Problem to work on: Word for word, retype every entry in the listing.

(Records from a data source)
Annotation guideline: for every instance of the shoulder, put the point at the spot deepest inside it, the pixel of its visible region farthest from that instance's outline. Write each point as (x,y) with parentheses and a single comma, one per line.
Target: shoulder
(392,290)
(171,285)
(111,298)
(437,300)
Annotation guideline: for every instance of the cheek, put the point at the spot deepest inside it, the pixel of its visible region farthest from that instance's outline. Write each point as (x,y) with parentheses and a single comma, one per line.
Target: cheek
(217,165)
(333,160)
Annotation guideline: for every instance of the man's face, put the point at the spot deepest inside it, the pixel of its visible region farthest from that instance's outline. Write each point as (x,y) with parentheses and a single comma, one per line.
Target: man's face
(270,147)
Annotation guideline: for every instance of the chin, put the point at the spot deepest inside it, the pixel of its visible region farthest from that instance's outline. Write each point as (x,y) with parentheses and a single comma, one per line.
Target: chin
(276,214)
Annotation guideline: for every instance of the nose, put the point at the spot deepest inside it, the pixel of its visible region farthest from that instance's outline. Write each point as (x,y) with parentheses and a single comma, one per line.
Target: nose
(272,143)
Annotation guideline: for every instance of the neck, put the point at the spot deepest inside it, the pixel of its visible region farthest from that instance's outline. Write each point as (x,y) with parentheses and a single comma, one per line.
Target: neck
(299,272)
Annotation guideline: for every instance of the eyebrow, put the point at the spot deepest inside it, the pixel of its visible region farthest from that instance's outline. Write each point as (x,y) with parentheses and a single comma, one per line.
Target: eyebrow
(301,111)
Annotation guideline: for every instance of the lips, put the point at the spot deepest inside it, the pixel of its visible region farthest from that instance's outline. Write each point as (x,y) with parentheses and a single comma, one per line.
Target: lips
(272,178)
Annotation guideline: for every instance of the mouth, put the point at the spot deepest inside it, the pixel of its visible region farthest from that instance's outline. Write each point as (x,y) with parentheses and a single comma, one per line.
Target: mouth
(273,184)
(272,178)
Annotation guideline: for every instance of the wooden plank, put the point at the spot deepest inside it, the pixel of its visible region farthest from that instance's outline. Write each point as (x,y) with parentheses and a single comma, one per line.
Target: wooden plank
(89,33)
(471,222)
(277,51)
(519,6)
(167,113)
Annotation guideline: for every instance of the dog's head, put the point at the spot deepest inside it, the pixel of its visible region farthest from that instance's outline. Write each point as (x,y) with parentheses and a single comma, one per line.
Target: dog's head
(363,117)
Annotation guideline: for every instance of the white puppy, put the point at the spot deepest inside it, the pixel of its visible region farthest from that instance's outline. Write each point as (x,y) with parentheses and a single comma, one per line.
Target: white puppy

Response to the exercise:
Annotation guideline: for every instance of the shoulder, put the point at the spot deepest inside it, the pixel of its visible region farthest from that instance's outline. Write each point as (x,y) with parentheses and a single comma, one per line.
Target: shoulder
(392,290)
(171,285)
(111,298)
(437,300)
Annotation guideline: for every instance of the cheek, put the point at the spot deepest inside it, the pixel of its visible region farthest from that instance's outline. Write each point as (x,y) with parentheses and a single comma, one per line.
Target: cheek
(217,165)
(333,160)
Annotation guideline: for every instance of the man's face, put the point at the spot deepest inside it, the pixel of its visible region farthest from that instance's outline. Write each point as (x,y) with parentheses and a single comma, one per line.
Target: man's face
(270,147)
Annotation guideline: for every instance of the chin, put the point at the spot deepest inside it, the pixel of its visible region farthest from that instance's outline. Write each point as (x,y) with parentheses and a single comma, one per line.
Target: chin
(276,214)
Annotation guideline: for every instance of the nose, put the point at the spot deepest inside it, the pixel of its visible region farthest from that instance's outline. Write each point as (x,y) with parentheses and a single comma, one per line.
Target: nose
(272,143)
Annotation guideline: for every instance of the neck, put the point at the spot deepest inside it, the pixel of its visible region farthest from that instance's outline. Write each point as (x,y) with parentheses and a single comma, one per line.
Target: neck
(299,272)
Annotation guideline: for every instance of the eyebrow, put the point at the spot deepest inside it, the pixel of its visible region farthest from that instance's outline. Write each point as (x,y) with parentheses and a single comma, one per line.
Target: eyebrow
(301,111)
Annotation guideline: for every instance of the lips, put the point at the spot deepest inside it, the pixel of its visible region farthest from that instance's outline. Write each point as (x,y) with parentheses and a single comma, one per line.
Target: lips
(272,178)
Annotation guideline: for every instance of the mouth, put the point at the spot deepest inside it, the pixel of its visible region farthest from that instance's outline. Write each point as (x,y) with parentheses and a single comma, one per line.
Target: mouth
(273,184)
(272,178)
Annotation guideline: for every instance of the wooden plank, put the point at the spot deepest inside it, the pixel of its visible region farthest from that instance's outline. Write each point as (x,y) with parentheses and a single comma, one per line.
Target: wooden plank
(89,33)
(471,222)
(277,51)
(519,6)
(167,113)
Annotation guideline: for every instance of the dog's head, put the point at the spot deepest inside it, the pixel of its visible region farthest from that instance's outline. Write each point as (x,y) with parentheses and a single comma, one per line.
Target: dog's head
(363,117)
Annotation guideline: for every instance of the white puppy, put the point at the spot deepest inside it, the pixel of its visible region farthest from that instance's outline. Write each point as (x,y) with parentheses and a single comma, one per line.
Target: white puppy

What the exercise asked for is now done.